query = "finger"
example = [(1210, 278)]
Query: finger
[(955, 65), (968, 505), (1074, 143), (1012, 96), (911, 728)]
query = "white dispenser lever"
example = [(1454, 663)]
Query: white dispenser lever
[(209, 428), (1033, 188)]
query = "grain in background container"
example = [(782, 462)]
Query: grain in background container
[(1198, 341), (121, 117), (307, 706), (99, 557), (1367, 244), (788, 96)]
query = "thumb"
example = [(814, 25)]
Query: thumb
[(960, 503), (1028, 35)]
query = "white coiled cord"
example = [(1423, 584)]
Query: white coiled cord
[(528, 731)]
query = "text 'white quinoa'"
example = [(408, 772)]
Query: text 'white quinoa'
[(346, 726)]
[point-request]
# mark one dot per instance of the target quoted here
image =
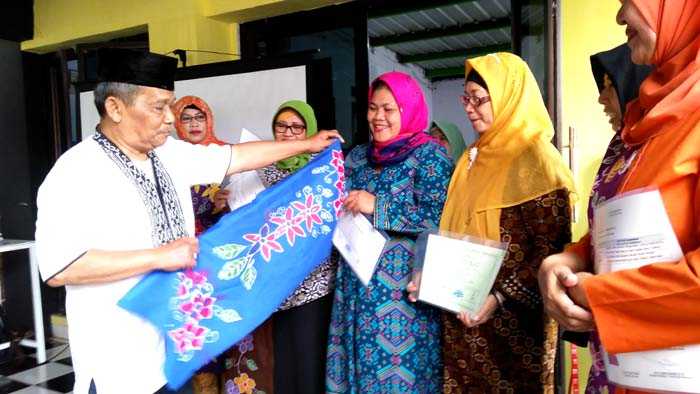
=======
- _Task_:
Leave the pictures out and output the rest of the data word for word.

- _Response to the exercise_:
query = "finger"
example = [(1210, 278)]
Query: finger
[(955, 65), (968, 505), (1074, 143), (1012, 96), (911, 728)]
query = "white dispenser lever"
example = [(1454, 663)]
Query: white dispenser lever
[(209, 428), (1033, 188)]
query = "grain in background container"
example = [(782, 462)]
Query: grain in background container
[(1198, 341), (121, 117), (307, 706), (99, 557), (1367, 244), (788, 96)]
query = "thumb"
example = [(814, 25)]
Query: thumb
[(960, 503), (1028, 35)]
query = "white coiled cord"
example = [(1423, 584)]
Query: white coiled cord
[(528, 731)]
query = "text 'white quinoa'"
example = [(408, 772)]
Query: text 'white quinoa'
[(346, 726)]
[point-request]
# mark one dot per instance of the target quoted here
image =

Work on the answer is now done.